___ SUPPLIED RECORDS ___
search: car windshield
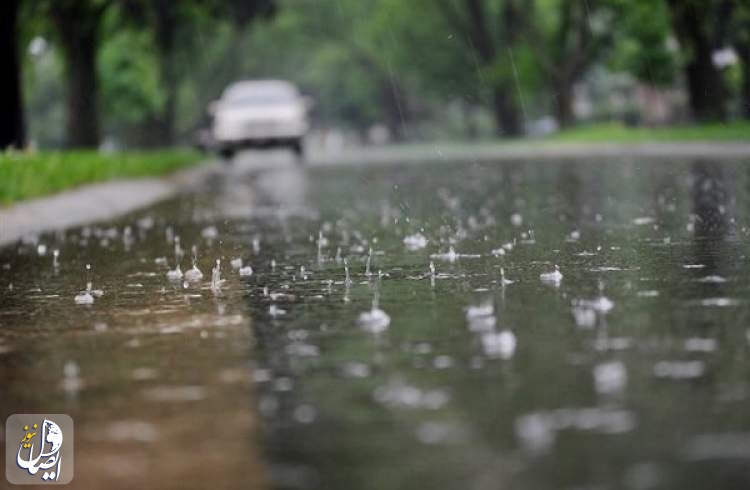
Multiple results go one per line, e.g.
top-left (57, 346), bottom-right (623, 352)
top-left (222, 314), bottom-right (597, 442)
top-left (223, 87), bottom-right (296, 106)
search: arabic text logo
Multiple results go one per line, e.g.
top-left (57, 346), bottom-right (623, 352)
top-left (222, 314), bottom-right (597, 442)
top-left (17, 419), bottom-right (64, 481)
top-left (6, 414), bottom-right (73, 485)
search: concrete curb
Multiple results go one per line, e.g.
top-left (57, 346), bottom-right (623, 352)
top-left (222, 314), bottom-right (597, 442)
top-left (0, 161), bottom-right (219, 247)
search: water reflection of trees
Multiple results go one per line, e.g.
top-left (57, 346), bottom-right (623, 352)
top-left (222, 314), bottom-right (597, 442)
top-left (689, 160), bottom-right (735, 278)
top-left (691, 160), bottom-right (733, 239)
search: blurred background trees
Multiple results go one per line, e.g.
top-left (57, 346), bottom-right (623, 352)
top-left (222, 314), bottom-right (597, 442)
top-left (4, 0), bottom-right (750, 150)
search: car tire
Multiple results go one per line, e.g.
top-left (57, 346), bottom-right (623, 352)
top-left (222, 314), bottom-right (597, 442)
top-left (219, 147), bottom-right (235, 162)
top-left (291, 139), bottom-right (304, 163)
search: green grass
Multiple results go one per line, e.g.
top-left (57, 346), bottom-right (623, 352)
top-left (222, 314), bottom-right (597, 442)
top-left (549, 121), bottom-right (750, 143)
top-left (0, 149), bottom-right (203, 205)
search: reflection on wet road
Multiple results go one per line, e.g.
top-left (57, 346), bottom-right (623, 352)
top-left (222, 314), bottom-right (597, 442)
top-left (3, 154), bottom-right (750, 489)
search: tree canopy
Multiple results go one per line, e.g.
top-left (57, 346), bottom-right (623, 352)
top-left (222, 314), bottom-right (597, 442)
top-left (4, 0), bottom-right (749, 149)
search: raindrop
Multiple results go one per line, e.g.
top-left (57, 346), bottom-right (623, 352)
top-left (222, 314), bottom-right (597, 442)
top-left (184, 246), bottom-right (203, 283)
top-left (341, 362), bottom-right (371, 378)
top-left (593, 361), bottom-right (627, 395)
top-left (572, 306), bottom-right (597, 328)
top-left (269, 305), bottom-right (287, 317)
top-left (358, 292), bottom-right (390, 333)
top-left (466, 302), bottom-right (494, 319)
top-left (365, 247), bottom-right (373, 277)
top-left (653, 360), bottom-right (705, 379)
top-left (500, 268), bottom-right (514, 286)
top-left (491, 247), bottom-right (506, 257)
top-left (697, 275), bottom-right (727, 284)
top-left (433, 355), bottom-right (453, 369)
top-left (344, 258), bottom-right (353, 286)
top-left (293, 404), bottom-right (317, 424)
top-left (540, 265), bottom-right (563, 285)
top-left (211, 259), bottom-right (225, 291)
top-left (201, 226), bottom-right (219, 240)
top-left (74, 264), bottom-right (99, 305)
top-left (481, 330), bottom-right (516, 360)
top-left (431, 247), bottom-right (459, 263)
top-left (684, 338), bottom-right (717, 353)
top-left (174, 236), bottom-right (184, 262)
top-left (430, 247), bottom-right (480, 263)
top-left (166, 264), bottom-right (183, 281)
top-left (403, 232), bottom-right (428, 251)
top-left (61, 360), bottom-right (83, 394)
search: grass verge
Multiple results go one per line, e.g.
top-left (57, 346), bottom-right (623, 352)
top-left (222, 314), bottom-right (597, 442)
top-left (0, 149), bottom-right (203, 205)
top-left (549, 121), bottom-right (750, 143)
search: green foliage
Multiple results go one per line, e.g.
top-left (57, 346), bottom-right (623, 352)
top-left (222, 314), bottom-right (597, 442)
top-left (549, 121), bottom-right (750, 142)
top-left (371, 0), bottom-right (479, 98)
top-left (16, 0), bottom-right (750, 147)
top-left (99, 28), bottom-right (165, 126)
top-left (611, 0), bottom-right (676, 85)
top-left (23, 44), bottom-right (66, 148)
top-left (0, 150), bottom-right (201, 204)
top-left (225, 0), bottom-right (397, 130)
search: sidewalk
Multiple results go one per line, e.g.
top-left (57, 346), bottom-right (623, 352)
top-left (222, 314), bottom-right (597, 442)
top-left (307, 141), bottom-right (750, 166)
top-left (0, 161), bottom-right (218, 247)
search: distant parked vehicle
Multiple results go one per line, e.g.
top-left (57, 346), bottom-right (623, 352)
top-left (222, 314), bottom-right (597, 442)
top-left (209, 80), bottom-right (310, 161)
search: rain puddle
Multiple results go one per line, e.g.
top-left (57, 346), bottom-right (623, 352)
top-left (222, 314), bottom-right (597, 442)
top-left (2, 157), bottom-right (750, 489)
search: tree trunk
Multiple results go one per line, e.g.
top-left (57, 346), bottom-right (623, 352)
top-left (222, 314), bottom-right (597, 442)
top-left (667, 0), bottom-right (727, 122)
top-left (154, 0), bottom-right (178, 145)
top-left (554, 79), bottom-right (575, 128)
top-left (463, 104), bottom-right (478, 140)
top-left (743, 58), bottom-right (750, 120)
top-left (458, 0), bottom-right (523, 137)
top-left (684, 45), bottom-right (727, 122)
top-left (0, 0), bottom-right (25, 149)
top-left (54, 4), bottom-right (103, 148)
top-left (738, 45), bottom-right (750, 119)
top-left (380, 76), bottom-right (408, 142)
top-left (497, 0), bottom-right (525, 136)
top-left (493, 88), bottom-right (522, 137)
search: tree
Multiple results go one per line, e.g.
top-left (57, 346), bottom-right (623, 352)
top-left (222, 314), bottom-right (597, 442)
top-left (431, 0), bottom-right (529, 136)
top-left (146, 0), bottom-right (181, 144)
top-left (727, 0), bottom-right (750, 118)
top-left (47, 0), bottom-right (112, 148)
top-left (531, 0), bottom-right (620, 127)
top-left (612, 0), bottom-right (676, 87)
top-left (113, 0), bottom-right (275, 145)
top-left (0, 0), bottom-right (25, 149)
top-left (233, 0), bottom-right (411, 139)
top-left (381, 0), bottom-right (624, 131)
top-left (666, 0), bottom-right (728, 122)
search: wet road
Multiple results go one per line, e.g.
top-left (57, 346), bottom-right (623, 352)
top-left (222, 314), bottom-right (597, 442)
top-left (3, 153), bottom-right (750, 489)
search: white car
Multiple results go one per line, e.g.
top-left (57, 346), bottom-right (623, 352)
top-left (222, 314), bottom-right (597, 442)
top-left (210, 80), bottom-right (310, 160)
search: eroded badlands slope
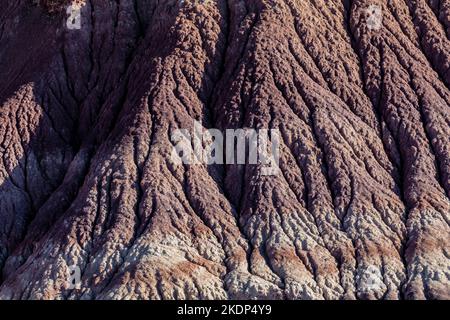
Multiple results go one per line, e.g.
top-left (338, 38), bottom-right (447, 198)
top-left (0, 0), bottom-right (449, 299)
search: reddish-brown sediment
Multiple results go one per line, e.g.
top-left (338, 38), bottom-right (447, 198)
top-left (0, 0), bottom-right (448, 300)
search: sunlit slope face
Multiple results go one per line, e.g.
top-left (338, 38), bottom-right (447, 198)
top-left (0, 0), bottom-right (448, 300)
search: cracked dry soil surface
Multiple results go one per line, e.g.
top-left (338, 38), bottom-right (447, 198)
top-left (0, 0), bottom-right (449, 300)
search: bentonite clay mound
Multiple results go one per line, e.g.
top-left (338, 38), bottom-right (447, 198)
top-left (0, 0), bottom-right (449, 300)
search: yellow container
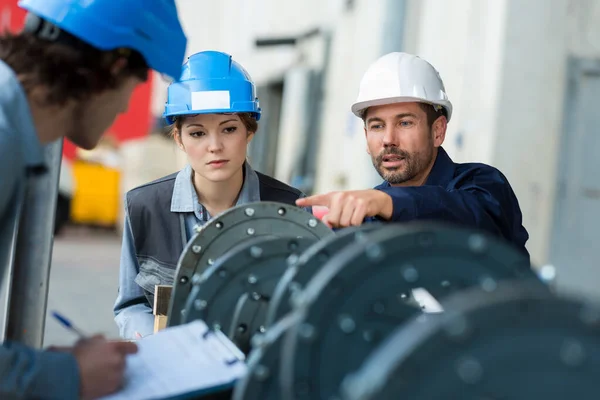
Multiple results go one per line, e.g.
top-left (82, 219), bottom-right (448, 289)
top-left (71, 160), bottom-right (120, 227)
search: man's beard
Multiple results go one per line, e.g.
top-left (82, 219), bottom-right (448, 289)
top-left (372, 141), bottom-right (434, 185)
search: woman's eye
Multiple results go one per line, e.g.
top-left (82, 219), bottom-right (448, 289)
top-left (189, 131), bottom-right (205, 137)
top-left (224, 126), bottom-right (238, 133)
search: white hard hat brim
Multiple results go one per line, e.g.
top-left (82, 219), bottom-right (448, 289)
top-left (351, 96), bottom-right (453, 121)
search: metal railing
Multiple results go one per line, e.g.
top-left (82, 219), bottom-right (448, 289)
top-left (3, 139), bottom-right (63, 348)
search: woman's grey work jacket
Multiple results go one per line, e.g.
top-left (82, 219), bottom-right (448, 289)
top-left (113, 162), bottom-right (306, 339)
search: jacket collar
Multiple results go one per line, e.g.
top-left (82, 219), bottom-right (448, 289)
top-left (424, 146), bottom-right (456, 186)
top-left (170, 161), bottom-right (260, 212)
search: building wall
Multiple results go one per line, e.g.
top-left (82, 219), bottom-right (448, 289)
top-left (313, 0), bottom-right (391, 193)
top-left (491, 0), bottom-right (570, 266)
top-left (153, 0), bottom-right (339, 169)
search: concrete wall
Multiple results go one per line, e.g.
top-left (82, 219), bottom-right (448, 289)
top-left (566, 0), bottom-right (600, 58)
top-left (492, 0), bottom-right (570, 266)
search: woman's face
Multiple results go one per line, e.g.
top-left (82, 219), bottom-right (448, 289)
top-left (175, 113), bottom-right (254, 182)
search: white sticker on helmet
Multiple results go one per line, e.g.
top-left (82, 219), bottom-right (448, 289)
top-left (191, 91), bottom-right (231, 111)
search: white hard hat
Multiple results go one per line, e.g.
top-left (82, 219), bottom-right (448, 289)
top-left (351, 52), bottom-right (453, 122)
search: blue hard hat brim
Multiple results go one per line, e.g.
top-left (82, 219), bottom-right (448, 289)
top-left (163, 107), bottom-right (261, 125)
top-left (163, 78), bottom-right (261, 123)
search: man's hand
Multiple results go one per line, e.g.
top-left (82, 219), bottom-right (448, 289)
top-left (296, 189), bottom-right (393, 228)
top-left (73, 334), bottom-right (138, 400)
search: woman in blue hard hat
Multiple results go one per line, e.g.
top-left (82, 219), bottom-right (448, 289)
top-left (113, 50), bottom-right (308, 340)
top-left (0, 0), bottom-right (187, 399)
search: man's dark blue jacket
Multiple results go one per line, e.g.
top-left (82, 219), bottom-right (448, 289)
top-left (370, 146), bottom-right (529, 258)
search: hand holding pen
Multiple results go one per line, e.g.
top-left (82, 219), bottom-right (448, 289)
top-left (51, 311), bottom-right (88, 339)
top-left (50, 310), bottom-right (139, 399)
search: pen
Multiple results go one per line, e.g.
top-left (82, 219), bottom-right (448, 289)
top-left (51, 311), bottom-right (87, 339)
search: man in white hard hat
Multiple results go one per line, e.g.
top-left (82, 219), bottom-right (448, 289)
top-left (297, 52), bottom-right (529, 256)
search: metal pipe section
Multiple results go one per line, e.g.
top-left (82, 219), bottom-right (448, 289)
top-left (0, 204), bottom-right (21, 342)
top-left (6, 139), bottom-right (63, 348)
top-left (381, 0), bottom-right (407, 54)
top-left (295, 31), bottom-right (332, 195)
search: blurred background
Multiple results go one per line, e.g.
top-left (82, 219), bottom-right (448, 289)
top-left (0, 0), bottom-right (597, 345)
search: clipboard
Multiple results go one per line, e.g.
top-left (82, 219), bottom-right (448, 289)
top-left (98, 321), bottom-right (247, 400)
top-left (203, 325), bottom-right (246, 366)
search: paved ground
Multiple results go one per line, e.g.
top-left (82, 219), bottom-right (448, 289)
top-left (43, 226), bottom-right (123, 347)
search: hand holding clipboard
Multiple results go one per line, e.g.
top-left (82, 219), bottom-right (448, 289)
top-left (98, 320), bottom-right (247, 400)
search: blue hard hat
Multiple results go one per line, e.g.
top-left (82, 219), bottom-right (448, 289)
top-left (163, 50), bottom-right (261, 124)
top-left (18, 0), bottom-right (188, 81)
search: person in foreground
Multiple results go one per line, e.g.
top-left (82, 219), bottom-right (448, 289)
top-left (113, 50), bottom-right (307, 340)
top-left (297, 52), bottom-right (529, 257)
top-left (0, 0), bottom-right (187, 399)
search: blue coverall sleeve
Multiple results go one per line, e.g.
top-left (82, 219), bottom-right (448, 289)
top-left (375, 173), bottom-right (529, 254)
top-left (0, 342), bottom-right (79, 399)
top-left (113, 209), bottom-right (155, 339)
top-left (377, 185), bottom-right (503, 235)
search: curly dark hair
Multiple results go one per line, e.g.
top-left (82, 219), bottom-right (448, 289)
top-left (0, 31), bottom-right (148, 106)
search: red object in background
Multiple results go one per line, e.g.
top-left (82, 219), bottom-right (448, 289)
top-left (0, 0), bottom-right (26, 33)
top-left (0, 0), bottom-right (153, 161)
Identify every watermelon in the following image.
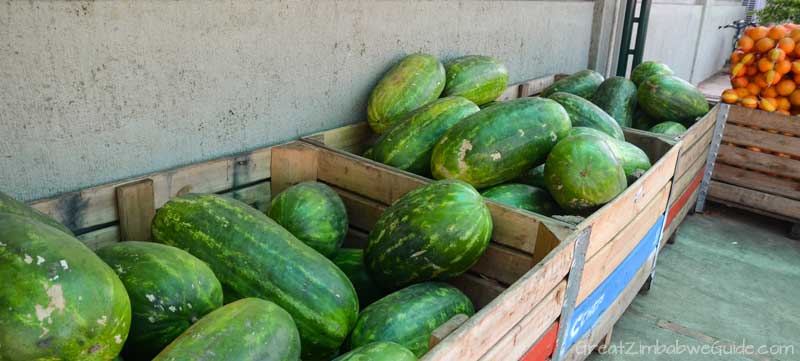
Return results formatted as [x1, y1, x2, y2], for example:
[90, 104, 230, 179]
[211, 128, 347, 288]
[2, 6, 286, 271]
[95, 241, 223, 359]
[152, 298, 301, 361]
[591, 77, 637, 127]
[443, 55, 509, 105]
[567, 127, 651, 180]
[540, 70, 604, 98]
[367, 54, 446, 134]
[365, 180, 492, 289]
[516, 164, 547, 189]
[349, 282, 474, 357]
[362, 146, 374, 160]
[479, 100, 499, 109]
[0, 214, 131, 361]
[430, 97, 572, 189]
[151, 194, 358, 359]
[544, 134, 627, 213]
[268, 181, 348, 257]
[333, 341, 417, 361]
[549, 92, 625, 140]
[632, 107, 659, 130]
[331, 249, 386, 307]
[637, 75, 709, 125]
[481, 183, 560, 216]
[649, 121, 688, 136]
[631, 61, 674, 86]
[0, 190, 72, 235]
[370, 96, 480, 176]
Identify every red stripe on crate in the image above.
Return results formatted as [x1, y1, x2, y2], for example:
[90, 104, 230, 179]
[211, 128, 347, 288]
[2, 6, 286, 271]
[520, 322, 559, 361]
[666, 166, 705, 226]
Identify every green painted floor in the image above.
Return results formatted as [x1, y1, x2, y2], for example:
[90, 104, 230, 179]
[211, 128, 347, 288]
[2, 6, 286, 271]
[588, 204, 800, 361]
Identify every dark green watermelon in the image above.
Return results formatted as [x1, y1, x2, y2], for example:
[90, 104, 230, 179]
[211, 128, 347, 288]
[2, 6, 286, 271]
[631, 61, 674, 86]
[443, 55, 509, 105]
[479, 100, 500, 109]
[566, 127, 651, 180]
[349, 282, 474, 357]
[96, 241, 223, 359]
[151, 194, 358, 359]
[0, 190, 72, 235]
[268, 181, 348, 257]
[362, 146, 375, 159]
[591, 77, 637, 127]
[333, 341, 417, 361]
[540, 70, 604, 98]
[549, 92, 625, 140]
[649, 121, 688, 136]
[152, 298, 301, 361]
[637, 75, 709, 125]
[370, 96, 480, 176]
[481, 183, 560, 216]
[331, 249, 386, 307]
[430, 97, 572, 189]
[365, 180, 492, 289]
[544, 134, 627, 213]
[632, 107, 660, 130]
[516, 164, 547, 189]
[0, 214, 131, 361]
[367, 54, 446, 134]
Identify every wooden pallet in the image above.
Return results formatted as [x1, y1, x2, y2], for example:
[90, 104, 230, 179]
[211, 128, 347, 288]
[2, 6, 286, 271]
[709, 105, 800, 237]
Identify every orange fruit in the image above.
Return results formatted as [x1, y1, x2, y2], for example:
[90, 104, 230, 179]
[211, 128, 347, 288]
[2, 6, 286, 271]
[730, 49, 744, 64]
[778, 37, 795, 54]
[754, 73, 770, 88]
[721, 89, 739, 104]
[795, 45, 800, 57]
[746, 65, 758, 76]
[777, 97, 792, 110]
[748, 26, 769, 41]
[757, 57, 774, 72]
[741, 53, 756, 65]
[792, 61, 800, 74]
[789, 90, 800, 106]
[768, 48, 786, 62]
[795, 73, 800, 84]
[791, 28, 800, 42]
[762, 86, 778, 98]
[776, 59, 792, 74]
[732, 76, 749, 88]
[768, 25, 788, 40]
[777, 79, 796, 96]
[766, 70, 781, 85]
[760, 97, 777, 112]
[735, 87, 750, 98]
[741, 96, 759, 108]
[738, 36, 755, 52]
[755, 37, 776, 53]
[731, 63, 746, 77]
[746, 82, 762, 96]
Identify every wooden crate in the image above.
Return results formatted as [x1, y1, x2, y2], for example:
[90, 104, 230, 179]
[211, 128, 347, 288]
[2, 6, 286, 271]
[517, 74, 725, 245]
[709, 105, 800, 231]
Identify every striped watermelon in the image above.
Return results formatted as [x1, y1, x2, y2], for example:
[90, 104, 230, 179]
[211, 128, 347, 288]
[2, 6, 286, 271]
[365, 180, 492, 289]
[443, 55, 509, 105]
[567, 127, 651, 180]
[430, 97, 572, 189]
[331, 249, 386, 307]
[153, 298, 301, 361]
[540, 70, 604, 98]
[268, 181, 348, 257]
[591, 77, 637, 127]
[96, 241, 223, 359]
[481, 183, 561, 216]
[649, 121, 687, 135]
[548, 92, 625, 140]
[349, 282, 474, 357]
[631, 61, 674, 86]
[0, 214, 130, 361]
[371, 96, 479, 176]
[151, 194, 358, 360]
[0, 190, 72, 235]
[637, 75, 709, 124]
[367, 54, 446, 134]
[334, 341, 417, 361]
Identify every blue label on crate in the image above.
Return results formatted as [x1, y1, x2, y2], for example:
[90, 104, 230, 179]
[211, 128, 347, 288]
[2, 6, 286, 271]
[561, 215, 665, 353]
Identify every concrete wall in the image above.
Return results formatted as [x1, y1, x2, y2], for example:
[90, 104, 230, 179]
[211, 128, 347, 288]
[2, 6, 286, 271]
[690, 4, 746, 83]
[0, 1, 595, 201]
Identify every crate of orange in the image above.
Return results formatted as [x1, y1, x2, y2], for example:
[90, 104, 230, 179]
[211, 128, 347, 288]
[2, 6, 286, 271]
[715, 23, 800, 237]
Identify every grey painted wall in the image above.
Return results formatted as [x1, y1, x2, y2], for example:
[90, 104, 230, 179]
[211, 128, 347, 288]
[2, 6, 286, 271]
[0, 1, 595, 201]
[690, 4, 746, 83]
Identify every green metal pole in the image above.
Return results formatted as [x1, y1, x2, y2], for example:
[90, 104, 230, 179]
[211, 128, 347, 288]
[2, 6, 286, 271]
[631, 0, 653, 70]
[616, 0, 636, 76]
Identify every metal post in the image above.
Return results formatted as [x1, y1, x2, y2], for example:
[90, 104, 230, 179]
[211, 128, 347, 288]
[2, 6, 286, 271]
[552, 227, 592, 361]
[631, 0, 652, 70]
[695, 104, 730, 212]
[615, 0, 636, 76]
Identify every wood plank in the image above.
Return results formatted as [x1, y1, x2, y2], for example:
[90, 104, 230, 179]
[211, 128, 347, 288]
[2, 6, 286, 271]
[518, 75, 556, 97]
[622, 129, 676, 162]
[562, 255, 655, 361]
[342, 228, 369, 249]
[519, 322, 559, 361]
[31, 146, 272, 232]
[448, 273, 506, 310]
[712, 163, 800, 201]
[429, 314, 470, 349]
[723, 123, 800, 158]
[221, 181, 271, 213]
[496, 84, 521, 101]
[582, 141, 678, 258]
[577, 183, 670, 304]
[532, 222, 565, 264]
[270, 142, 319, 195]
[669, 149, 706, 207]
[421, 237, 573, 361]
[116, 179, 155, 242]
[716, 144, 800, 180]
[679, 104, 718, 144]
[727, 105, 800, 135]
[77, 226, 119, 250]
[709, 181, 800, 221]
[662, 190, 698, 250]
[478, 281, 566, 361]
[674, 125, 713, 181]
[332, 187, 385, 232]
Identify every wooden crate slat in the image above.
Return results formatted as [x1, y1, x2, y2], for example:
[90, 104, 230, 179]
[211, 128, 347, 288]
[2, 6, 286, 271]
[429, 314, 470, 349]
[723, 123, 800, 158]
[116, 179, 156, 242]
[270, 142, 319, 195]
[518, 75, 557, 98]
[716, 144, 800, 180]
[422, 238, 573, 361]
[478, 281, 565, 361]
[712, 163, 800, 201]
[727, 106, 800, 135]
[342, 228, 369, 249]
[662, 190, 699, 249]
[678, 105, 719, 144]
[669, 149, 706, 207]
[496, 83, 522, 101]
[709, 180, 800, 221]
[221, 181, 271, 213]
[577, 182, 670, 304]
[674, 125, 713, 181]
[31, 146, 272, 232]
[77, 226, 119, 250]
[448, 272, 506, 310]
[519, 322, 559, 361]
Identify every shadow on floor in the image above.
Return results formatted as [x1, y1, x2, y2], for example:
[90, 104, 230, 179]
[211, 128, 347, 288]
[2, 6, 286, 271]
[587, 203, 800, 361]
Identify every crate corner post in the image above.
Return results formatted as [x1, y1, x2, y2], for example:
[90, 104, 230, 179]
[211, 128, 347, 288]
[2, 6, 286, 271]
[115, 178, 156, 242]
[270, 142, 321, 196]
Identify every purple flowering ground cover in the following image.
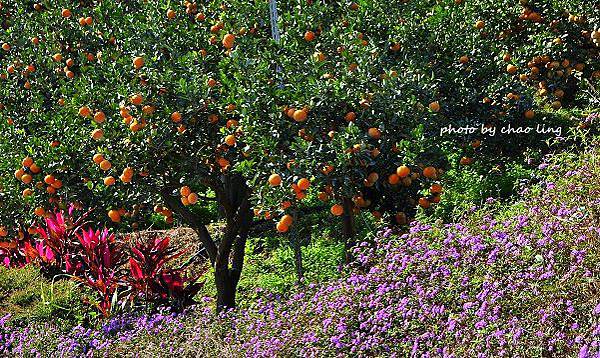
___
▶ [WHAT NEEDS TO BE DONE] Lines in the records above that carry the word "holding" are to be located and copied.

▶ [RESULT OF THE EXERCISE]
search: hand holding pen
search: hand holding clipboard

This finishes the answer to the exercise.